# Jouw opdrachten
- a) Noem alle officiële organen en officiële uitgaven die de wet over misbruik van een alarmnummer bij naam noemt.
- b) Schrijf het vervolg van de wet over misbruik van een alarmnummer, te beginnen na de laatste zin die er staat.

++++ Te lezen tekst

Wet van 14 september 1995, houdende strafbaarstelling van misbruik van een alarmnummer voor publieke diensten

Wij Beatrix, bij de gratie Gods, Koningin der Nederlanden, Prinses van Oranje-Nassau, enz. enz. enz.

Allen, die deze zullen zien of horen lezen, saluut! doen te weten:

Alzo Wij in overweging genomen hebben, dat het, met het oog op de bestrijding van misbruik van een alarmnummer voor publieke diensten gewenst is dit misbruik strafbaar te stellen;

Zo is het, dat Wij, de Raad van State gehoord, en met gemeen overleg der Staten-Generaal, hebben goedgevonden en verstaan, gelijk Wij goedvinden en verstaan bij deze:

Artikel I

Voor de tekst van artikel 142 van het Wetboek van Strafrecht1 wordt het cijfer 1. geplaatst, en aan het artikel wordt een tweede lid toegevoegd, luidende als volgt:

  • 2. Hij die opzettelijk, zonder dat daartoe de noodzaak aanwezig is, gebruik maakt van een alarmnummer voor publieke diensten wordt gestraft met gevangenisstraf van ten hoogste twee weken of geldboete van de tweede categorie.

Artikel II

Deze wet treedt in werking met ingang van de dag na de datum van uitgifte van het Staatsblad waarin zij wordt geplaatst.

++++++++
++++ Bronmateriaal

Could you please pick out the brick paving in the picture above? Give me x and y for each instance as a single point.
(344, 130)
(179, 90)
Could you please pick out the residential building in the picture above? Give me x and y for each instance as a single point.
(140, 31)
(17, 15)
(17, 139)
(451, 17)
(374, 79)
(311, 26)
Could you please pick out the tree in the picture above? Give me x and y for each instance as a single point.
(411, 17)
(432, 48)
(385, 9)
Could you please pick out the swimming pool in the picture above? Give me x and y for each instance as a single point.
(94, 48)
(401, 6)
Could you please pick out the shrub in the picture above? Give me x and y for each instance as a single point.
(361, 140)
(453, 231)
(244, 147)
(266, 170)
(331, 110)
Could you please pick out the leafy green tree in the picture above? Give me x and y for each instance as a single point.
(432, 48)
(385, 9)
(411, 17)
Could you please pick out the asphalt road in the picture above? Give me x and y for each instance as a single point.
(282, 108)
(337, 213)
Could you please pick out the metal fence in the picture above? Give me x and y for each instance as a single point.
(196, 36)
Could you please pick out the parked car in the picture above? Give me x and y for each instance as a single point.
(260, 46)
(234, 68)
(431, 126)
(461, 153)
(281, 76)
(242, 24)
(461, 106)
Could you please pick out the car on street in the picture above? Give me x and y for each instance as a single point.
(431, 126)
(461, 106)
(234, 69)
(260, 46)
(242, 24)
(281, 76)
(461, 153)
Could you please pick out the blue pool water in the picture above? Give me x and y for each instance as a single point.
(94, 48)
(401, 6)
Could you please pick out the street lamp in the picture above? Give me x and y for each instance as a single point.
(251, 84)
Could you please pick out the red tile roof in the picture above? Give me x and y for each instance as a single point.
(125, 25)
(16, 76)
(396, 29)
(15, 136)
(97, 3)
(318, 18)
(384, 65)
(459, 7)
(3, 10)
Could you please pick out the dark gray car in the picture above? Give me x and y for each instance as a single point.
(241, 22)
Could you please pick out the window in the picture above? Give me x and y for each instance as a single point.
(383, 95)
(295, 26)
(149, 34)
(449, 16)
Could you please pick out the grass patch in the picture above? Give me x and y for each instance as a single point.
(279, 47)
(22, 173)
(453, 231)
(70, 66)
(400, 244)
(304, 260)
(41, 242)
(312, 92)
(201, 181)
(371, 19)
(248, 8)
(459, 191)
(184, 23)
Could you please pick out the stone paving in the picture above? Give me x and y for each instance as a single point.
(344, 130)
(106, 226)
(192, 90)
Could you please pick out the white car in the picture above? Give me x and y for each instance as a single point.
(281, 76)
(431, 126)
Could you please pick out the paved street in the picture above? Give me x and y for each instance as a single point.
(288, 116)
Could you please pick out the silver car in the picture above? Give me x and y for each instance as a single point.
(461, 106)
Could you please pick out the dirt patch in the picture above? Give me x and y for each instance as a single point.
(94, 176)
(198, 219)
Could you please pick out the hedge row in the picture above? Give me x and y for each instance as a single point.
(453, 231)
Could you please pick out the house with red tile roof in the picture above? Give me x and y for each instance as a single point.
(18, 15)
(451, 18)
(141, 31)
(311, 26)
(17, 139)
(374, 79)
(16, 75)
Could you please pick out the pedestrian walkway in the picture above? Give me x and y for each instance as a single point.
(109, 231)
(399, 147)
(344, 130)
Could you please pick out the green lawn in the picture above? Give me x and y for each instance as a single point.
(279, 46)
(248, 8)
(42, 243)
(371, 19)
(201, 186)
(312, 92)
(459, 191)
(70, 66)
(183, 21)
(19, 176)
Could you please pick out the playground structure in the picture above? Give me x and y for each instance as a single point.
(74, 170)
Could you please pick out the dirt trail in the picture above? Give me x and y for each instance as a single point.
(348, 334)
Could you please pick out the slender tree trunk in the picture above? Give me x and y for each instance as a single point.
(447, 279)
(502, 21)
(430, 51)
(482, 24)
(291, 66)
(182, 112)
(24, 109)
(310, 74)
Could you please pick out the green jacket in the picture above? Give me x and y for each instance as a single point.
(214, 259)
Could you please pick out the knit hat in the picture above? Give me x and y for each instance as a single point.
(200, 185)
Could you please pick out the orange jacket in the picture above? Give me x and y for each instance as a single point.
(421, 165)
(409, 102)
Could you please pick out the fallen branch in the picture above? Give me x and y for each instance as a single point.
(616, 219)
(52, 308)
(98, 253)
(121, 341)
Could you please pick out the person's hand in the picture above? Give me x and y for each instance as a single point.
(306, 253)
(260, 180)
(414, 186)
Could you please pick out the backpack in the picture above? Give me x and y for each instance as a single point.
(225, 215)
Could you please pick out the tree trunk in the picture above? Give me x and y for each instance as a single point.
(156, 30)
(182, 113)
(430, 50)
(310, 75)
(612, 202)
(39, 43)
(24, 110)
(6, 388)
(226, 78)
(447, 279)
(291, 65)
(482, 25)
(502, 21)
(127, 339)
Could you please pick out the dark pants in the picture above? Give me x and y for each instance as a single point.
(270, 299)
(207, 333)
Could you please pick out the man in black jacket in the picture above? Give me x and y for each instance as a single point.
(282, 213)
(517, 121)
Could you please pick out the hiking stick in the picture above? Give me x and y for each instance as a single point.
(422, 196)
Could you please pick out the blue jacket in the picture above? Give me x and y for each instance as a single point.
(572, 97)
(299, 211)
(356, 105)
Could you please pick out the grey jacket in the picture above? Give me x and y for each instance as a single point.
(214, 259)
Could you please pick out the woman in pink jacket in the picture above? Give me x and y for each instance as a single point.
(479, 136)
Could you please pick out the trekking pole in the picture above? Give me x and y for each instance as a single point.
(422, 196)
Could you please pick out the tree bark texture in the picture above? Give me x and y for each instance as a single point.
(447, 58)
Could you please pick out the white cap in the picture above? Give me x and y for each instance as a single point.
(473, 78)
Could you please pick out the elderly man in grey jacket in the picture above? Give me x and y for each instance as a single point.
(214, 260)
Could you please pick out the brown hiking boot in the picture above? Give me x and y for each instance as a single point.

++++++++

# Antwoorden
- a) Raad van State, Staten-Generaal, Wetboek van Strafrecht, Staatsblad

- b)
Lasten en bevelen dat deze in het Staatsblad zal worden geplaatst en dat alle ministeries, autoriteiten, colleges en ambtenaren wie zulks aangaat, aan de nauwkeurige uitvoering de hand zullen houden.

histnoot

Gegeven te 's-Gravenhage, 14 september 1995

Beatrix

De Minister van Justitie,

W. Sorgdrager

Uitgegeven de achtentwintigste september 1995

De Minister van Justitie,

W. Sorgdrager


XNoot
1

Laatstelijk gewijzigd bij de wet van 12 april 1995, Stb. 227.

XHistnoot

Zie voor de behandeling in de Staten-Generaal:

Kamerstukken II 1993/94, 1994/95, 23 797.

Handelingen II 1994/95, blz. 5045–5051.

Kamerstukken I 1994/95, 23 797 (297, 297a).

Handelingen I 1994/95, zie vergadering d.d. 12 september 1995.